Problem description: Reproduce the stretch of the material from the line containing "segment --target=nut piece" through the end, and leave the pictures out.
+++ Records shown +++
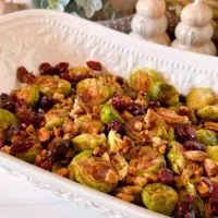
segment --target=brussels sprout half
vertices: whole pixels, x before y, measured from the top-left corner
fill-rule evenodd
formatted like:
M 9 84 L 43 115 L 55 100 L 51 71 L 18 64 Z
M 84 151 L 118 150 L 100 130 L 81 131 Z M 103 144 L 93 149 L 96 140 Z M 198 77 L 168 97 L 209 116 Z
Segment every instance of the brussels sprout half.
M 17 98 L 24 99 L 29 106 L 34 107 L 39 100 L 39 89 L 35 85 L 21 88 L 13 92 Z
M 29 146 L 29 148 L 25 149 L 25 146 Z M 41 149 L 43 147 L 38 140 L 25 138 L 25 141 L 19 142 L 17 145 L 12 145 L 11 154 L 19 159 L 25 160 L 27 162 L 34 162 L 36 155 L 38 155 Z
M 170 168 L 174 173 L 180 174 L 185 167 L 185 158 L 182 155 L 183 146 L 172 141 L 169 143 L 169 152 L 167 154 L 168 161 L 170 164 Z
M 93 156 L 90 150 L 76 155 L 69 166 L 70 175 L 78 183 L 109 193 L 118 184 L 118 174 L 109 162 Z
M 179 92 L 177 88 L 159 81 L 153 84 L 147 96 L 150 100 L 158 100 L 168 106 L 174 106 L 179 102 Z
M 130 75 L 130 87 L 136 92 L 147 93 L 153 85 L 153 76 L 155 72 L 149 69 L 137 70 Z
M 218 146 L 207 146 L 206 153 L 210 159 L 218 162 Z
M 177 192 L 161 183 L 148 184 L 143 190 L 143 203 L 145 206 L 156 213 L 170 216 L 179 201 Z

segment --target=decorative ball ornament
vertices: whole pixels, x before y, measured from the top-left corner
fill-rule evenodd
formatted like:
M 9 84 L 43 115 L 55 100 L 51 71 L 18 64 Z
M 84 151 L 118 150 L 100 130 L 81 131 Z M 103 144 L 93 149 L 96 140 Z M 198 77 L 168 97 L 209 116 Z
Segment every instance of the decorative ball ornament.
M 187 4 L 182 10 L 181 22 L 175 28 L 177 39 L 171 47 L 216 56 L 217 49 L 211 41 L 214 35 L 211 19 L 211 9 L 202 0 L 195 0 L 194 3 Z
M 131 24 L 133 37 L 168 46 L 170 38 L 166 34 L 167 26 L 165 0 L 137 1 Z

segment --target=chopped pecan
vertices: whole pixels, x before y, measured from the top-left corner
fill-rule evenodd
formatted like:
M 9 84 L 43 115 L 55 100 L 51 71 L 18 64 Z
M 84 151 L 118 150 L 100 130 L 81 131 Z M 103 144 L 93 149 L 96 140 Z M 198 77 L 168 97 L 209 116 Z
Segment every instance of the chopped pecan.
M 177 123 L 187 123 L 189 117 L 186 116 L 179 116 L 174 111 L 166 108 L 157 108 L 157 113 L 169 124 L 177 124 Z
M 118 174 L 113 170 L 108 170 L 105 181 L 111 184 L 118 183 Z
M 184 156 L 193 161 L 204 161 L 207 158 L 207 154 L 202 150 L 187 150 Z
M 218 123 L 216 122 L 205 122 L 204 123 L 205 129 L 213 130 L 218 132 Z

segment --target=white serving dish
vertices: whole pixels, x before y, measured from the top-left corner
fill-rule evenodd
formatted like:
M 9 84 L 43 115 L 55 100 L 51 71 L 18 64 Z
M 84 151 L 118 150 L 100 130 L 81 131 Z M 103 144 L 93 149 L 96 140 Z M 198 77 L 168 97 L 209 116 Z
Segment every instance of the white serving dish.
M 69 61 L 84 64 L 99 60 L 114 73 L 128 77 L 130 71 L 148 66 L 164 72 L 181 93 L 193 86 L 218 93 L 218 59 L 137 41 L 69 14 L 46 10 L 16 12 L 0 17 L 0 92 L 20 84 L 19 65 L 37 72 L 39 63 Z M 160 218 L 156 213 L 117 199 L 0 153 L 0 168 L 51 191 L 75 205 L 96 209 L 108 218 Z

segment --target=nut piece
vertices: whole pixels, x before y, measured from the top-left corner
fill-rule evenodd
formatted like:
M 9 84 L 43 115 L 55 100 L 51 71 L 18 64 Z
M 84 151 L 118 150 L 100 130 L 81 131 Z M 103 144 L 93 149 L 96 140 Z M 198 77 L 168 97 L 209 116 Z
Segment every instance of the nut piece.
M 184 153 L 184 156 L 193 161 L 204 161 L 208 155 L 202 150 L 189 150 Z
M 217 175 L 218 165 L 211 159 L 205 159 L 204 167 L 208 177 Z

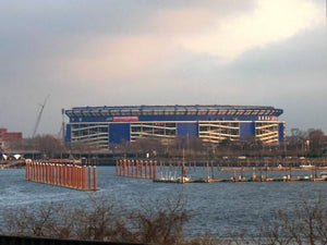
+++
Answer to the exercise:
segment --target=nut piece
vertices: whole pixels, x before y, measured from the top-left corner
fill-rule evenodd
formatted like:
M 9 84 L 43 115 L 55 100 L 51 71 L 18 64 Z
M 84 151 L 118 150 L 100 130 L 81 131 Z M 103 144 L 93 149 L 96 140 Z M 198 77 L 168 97 L 209 116 Z
Segment every instance of the nut piece.
M 184 153 L 184 156 L 193 161 L 204 161 L 208 155 L 202 150 L 189 150 Z
M 217 175 L 218 165 L 211 159 L 205 159 L 204 167 L 208 177 Z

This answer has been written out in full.